### DOCUMENT SECTION
*** Begin section ***

Data Mining & Data Warehousing

Genetic Algorithms

Introduction:-A typical example of a heuristic method for problem solving is the genetic approach used in what is known as genetic algorithms. Genetic algorithms solve complex combinatorial and organizational problems with many variants, by employing analogy with nature's evolution. Genetic algorithms were introduced by John Holland (1975) and further developed by him and other researchers. Nature’s diversity of species is tremendous. How does mankind evolve into the enormous variety of variants—in other words, how does nature solve the optimization problem of perfecting mankind? One answer to this question may be found in Charles Darwin's theory of evolution. The most important terms used in the genetic algorithms are analogous to the terms used to explain the evolutionary processes. They are:

  • Gene—a basic unit, which controls a property of an individual.
  • Chromosome—a string of genes; it is used to represent an individual, or a possible solution of a problem in the solution space.
  • Population—a collection of individuals.
  • Crossover (mating) operation—substrings of different individuals are taken and new strings(offsprings) are produced.
  • Mutation—random change of a gene in a chromosome.
  • Fitness (goodness) function—a criterion which evaluates each individual.
  •  Selection—a procedure for choosing a part of the population that will continue the process ofsearching for the best solution, while the other part of the population "dies".

Genetic algorithms are usually illustrated by game problems. Such is a version of the "mastermind" game, in which one of two players thinks up a number (e.g., 001010) and the other has to find it out with a minimal number of questions. Each question is a hypothesis (solution) to which the first player replies

With another number indicating the number of correctly guessed figures. This number is the criterion for the selection of the most promising or prospective variant which will take the second player to eventual success. If there is no improvement after a certain number of steps, this is a hint that a change should be introduced. Such change is called mutation. In this game success is achieved after 16 questions, which is four times faster than checking all the possible combinations, as there are 26 = 64 possible variants. There is no need for mutation in this example. If it were needed, it could be introduced by changing a bit (a gene) by random selection. Mutation would have been necessary if, for example, there was 0 in the third bit of all three initial individuals, because no matter how the most prospective individuals are combined, by copying a precise part of their code we can never change this bit into 1.Mutation takes evolution out of a "dead end."

Four parameters are important for any genetic algorithm:

  1. The encoding scheme, that is, how to encode the problem in terms of genetic algorithms—what to choose for genes, how to construct the chromosomes, etc.
     
  2. The population size—how many possible solutions should be kept for further development
     
  3. The crossover operations—how to combine old individuals and produce new, more prospective ones
     
  4. The mutation heuristic—"when" and "how" to apply mutation.

*** End section ***

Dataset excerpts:
*** Begin section ***

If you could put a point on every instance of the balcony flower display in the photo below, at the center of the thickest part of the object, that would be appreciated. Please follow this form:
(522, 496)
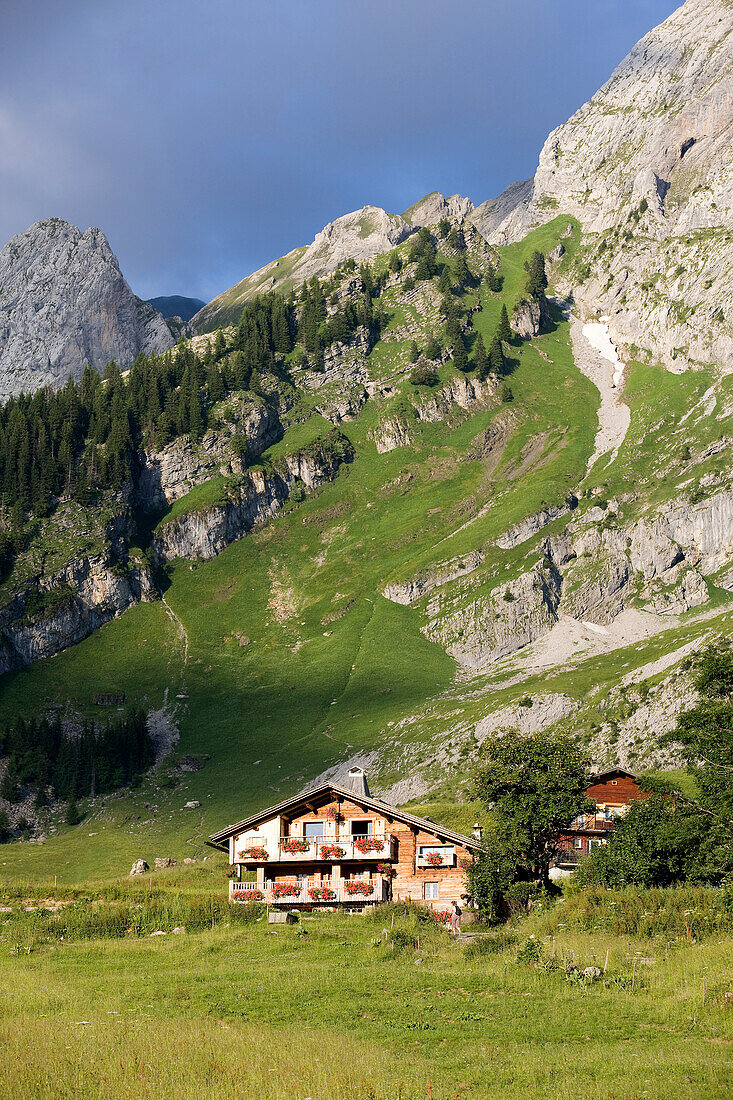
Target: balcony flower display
(331, 851)
(364, 844)
(321, 893)
(254, 853)
(364, 889)
(284, 890)
(294, 844)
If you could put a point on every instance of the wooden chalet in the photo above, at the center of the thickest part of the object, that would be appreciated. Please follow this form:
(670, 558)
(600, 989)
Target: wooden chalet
(613, 792)
(337, 846)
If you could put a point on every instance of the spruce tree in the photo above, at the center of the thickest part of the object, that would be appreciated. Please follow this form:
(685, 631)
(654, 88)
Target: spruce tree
(504, 330)
(460, 358)
(496, 363)
(480, 358)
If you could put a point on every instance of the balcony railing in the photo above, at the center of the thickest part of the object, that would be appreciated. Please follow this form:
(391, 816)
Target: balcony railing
(376, 890)
(321, 848)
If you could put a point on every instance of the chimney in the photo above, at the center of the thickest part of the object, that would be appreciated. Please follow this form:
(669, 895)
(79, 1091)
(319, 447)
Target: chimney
(357, 781)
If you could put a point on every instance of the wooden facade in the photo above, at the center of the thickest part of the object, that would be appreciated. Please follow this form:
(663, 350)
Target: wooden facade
(613, 792)
(336, 846)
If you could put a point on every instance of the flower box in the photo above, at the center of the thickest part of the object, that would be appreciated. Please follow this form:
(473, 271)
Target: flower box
(364, 844)
(294, 844)
(321, 893)
(251, 894)
(254, 853)
(363, 889)
(331, 851)
(284, 890)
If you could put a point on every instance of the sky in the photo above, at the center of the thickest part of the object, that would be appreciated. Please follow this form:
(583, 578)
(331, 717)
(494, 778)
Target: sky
(209, 136)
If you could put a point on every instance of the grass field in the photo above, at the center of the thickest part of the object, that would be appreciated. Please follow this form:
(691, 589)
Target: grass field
(363, 1008)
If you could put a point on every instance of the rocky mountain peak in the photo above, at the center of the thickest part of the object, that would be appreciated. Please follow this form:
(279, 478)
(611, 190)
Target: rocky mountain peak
(434, 207)
(64, 303)
(647, 165)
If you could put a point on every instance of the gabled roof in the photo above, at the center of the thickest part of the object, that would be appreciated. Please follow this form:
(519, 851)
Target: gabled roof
(613, 771)
(218, 839)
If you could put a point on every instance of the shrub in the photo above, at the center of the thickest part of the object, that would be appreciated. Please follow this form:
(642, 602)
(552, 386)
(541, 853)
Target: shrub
(424, 375)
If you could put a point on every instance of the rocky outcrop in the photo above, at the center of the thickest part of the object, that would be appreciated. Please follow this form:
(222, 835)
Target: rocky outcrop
(168, 474)
(64, 608)
(647, 164)
(408, 592)
(529, 317)
(64, 304)
(360, 235)
(493, 626)
(260, 495)
(461, 391)
(527, 527)
(435, 207)
(529, 716)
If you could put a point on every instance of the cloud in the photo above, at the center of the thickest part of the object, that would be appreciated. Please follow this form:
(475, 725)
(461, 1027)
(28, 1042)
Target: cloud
(206, 136)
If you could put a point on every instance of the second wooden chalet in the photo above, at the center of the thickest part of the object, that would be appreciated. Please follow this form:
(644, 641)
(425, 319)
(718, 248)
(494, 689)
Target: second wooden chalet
(337, 846)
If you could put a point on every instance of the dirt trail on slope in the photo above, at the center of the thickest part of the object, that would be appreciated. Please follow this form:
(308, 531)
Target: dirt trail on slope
(613, 416)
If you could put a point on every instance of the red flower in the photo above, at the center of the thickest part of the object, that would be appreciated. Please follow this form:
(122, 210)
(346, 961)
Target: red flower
(256, 854)
(294, 844)
(331, 851)
(251, 894)
(364, 844)
(284, 890)
(321, 893)
(359, 888)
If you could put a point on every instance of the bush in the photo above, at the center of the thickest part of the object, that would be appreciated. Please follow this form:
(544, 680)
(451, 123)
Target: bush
(423, 375)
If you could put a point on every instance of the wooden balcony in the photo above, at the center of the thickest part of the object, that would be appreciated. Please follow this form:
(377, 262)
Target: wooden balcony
(313, 892)
(295, 849)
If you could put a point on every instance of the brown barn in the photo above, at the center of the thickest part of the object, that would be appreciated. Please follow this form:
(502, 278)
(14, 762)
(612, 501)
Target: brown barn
(613, 792)
(337, 846)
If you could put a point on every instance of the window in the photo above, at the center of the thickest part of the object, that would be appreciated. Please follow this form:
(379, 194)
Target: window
(446, 851)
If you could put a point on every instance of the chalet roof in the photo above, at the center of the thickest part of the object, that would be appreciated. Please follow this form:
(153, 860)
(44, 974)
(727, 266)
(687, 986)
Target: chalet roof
(613, 771)
(217, 839)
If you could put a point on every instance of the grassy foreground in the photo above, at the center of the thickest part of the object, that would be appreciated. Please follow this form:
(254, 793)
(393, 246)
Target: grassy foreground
(361, 1008)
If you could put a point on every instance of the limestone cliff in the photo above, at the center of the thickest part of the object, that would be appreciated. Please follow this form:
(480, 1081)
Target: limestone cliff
(646, 166)
(64, 303)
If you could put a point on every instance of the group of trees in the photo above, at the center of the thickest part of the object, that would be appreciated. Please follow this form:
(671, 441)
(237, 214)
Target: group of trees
(535, 785)
(43, 756)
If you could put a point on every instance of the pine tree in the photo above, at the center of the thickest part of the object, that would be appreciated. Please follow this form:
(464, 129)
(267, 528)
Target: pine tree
(460, 358)
(73, 816)
(496, 363)
(504, 331)
(461, 272)
(480, 358)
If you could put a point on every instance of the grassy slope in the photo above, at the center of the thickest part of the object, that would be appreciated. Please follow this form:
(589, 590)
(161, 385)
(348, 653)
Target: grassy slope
(341, 1015)
(316, 679)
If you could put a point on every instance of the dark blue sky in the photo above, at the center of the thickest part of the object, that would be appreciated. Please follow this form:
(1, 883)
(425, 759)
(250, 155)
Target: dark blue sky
(208, 136)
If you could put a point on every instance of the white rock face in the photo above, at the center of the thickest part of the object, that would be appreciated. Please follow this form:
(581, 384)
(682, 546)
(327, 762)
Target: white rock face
(63, 304)
(434, 207)
(648, 164)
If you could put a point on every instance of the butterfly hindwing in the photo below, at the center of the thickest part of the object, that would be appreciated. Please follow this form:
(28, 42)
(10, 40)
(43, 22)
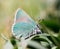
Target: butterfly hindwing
(23, 24)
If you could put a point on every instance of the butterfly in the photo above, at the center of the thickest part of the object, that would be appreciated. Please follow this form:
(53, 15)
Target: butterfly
(24, 26)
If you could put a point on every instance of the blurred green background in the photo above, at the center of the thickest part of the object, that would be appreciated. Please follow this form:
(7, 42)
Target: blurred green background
(42, 11)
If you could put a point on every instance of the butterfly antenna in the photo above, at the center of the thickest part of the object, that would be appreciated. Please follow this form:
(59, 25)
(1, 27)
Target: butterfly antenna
(4, 37)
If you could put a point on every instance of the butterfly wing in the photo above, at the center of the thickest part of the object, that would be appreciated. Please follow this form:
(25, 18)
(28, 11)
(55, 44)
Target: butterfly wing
(23, 24)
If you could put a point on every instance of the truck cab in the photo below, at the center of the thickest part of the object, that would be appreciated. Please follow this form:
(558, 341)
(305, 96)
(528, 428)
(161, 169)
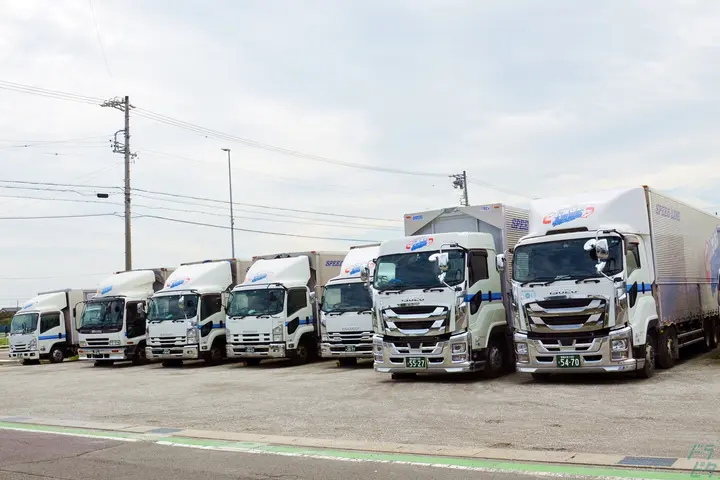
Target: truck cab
(113, 323)
(186, 320)
(44, 328)
(346, 309)
(273, 313)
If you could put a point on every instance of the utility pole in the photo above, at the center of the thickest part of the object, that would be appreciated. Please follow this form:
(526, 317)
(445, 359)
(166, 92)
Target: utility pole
(232, 217)
(123, 104)
(460, 182)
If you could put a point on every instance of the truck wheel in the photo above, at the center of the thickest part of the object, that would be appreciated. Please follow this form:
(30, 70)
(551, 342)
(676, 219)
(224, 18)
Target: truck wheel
(667, 348)
(495, 362)
(347, 362)
(648, 369)
(57, 355)
(216, 354)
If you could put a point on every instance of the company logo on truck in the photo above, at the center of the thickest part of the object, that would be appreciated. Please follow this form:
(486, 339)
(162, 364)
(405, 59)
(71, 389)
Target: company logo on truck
(568, 215)
(177, 282)
(419, 243)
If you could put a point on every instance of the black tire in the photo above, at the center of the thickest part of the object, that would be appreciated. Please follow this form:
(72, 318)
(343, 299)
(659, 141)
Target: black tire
(540, 377)
(648, 369)
(57, 355)
(347, 362)
(140, 357)
(667, 348)
(495, 363)
(216, 354)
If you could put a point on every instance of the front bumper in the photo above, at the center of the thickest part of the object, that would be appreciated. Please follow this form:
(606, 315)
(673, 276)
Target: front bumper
(182, 352)
(597, 356)
(389, 357)
(26, 354)
(105, 353)
(346, 350)
(254, 350)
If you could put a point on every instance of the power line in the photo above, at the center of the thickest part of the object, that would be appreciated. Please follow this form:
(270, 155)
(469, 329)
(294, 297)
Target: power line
(254, 231)
(97, 30)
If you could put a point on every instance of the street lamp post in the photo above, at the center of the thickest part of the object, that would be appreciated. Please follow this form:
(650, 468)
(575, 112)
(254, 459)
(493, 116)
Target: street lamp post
(232, 217)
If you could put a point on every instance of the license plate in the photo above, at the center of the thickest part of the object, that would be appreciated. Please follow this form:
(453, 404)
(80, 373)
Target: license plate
(568, 361)
(416, 362)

*** End section ***

### WHAT IS NEEDED
Quote the genetic algorithms text above verbatim, everything from "1. The encoding" down to "the chromosomes, etc.".

### SOLUTION BELOW
1. The encoding scheme, that is, how to encode the problem in terms of genetic algorithms—what to choose for genes, how to construct the chromosomes, etc.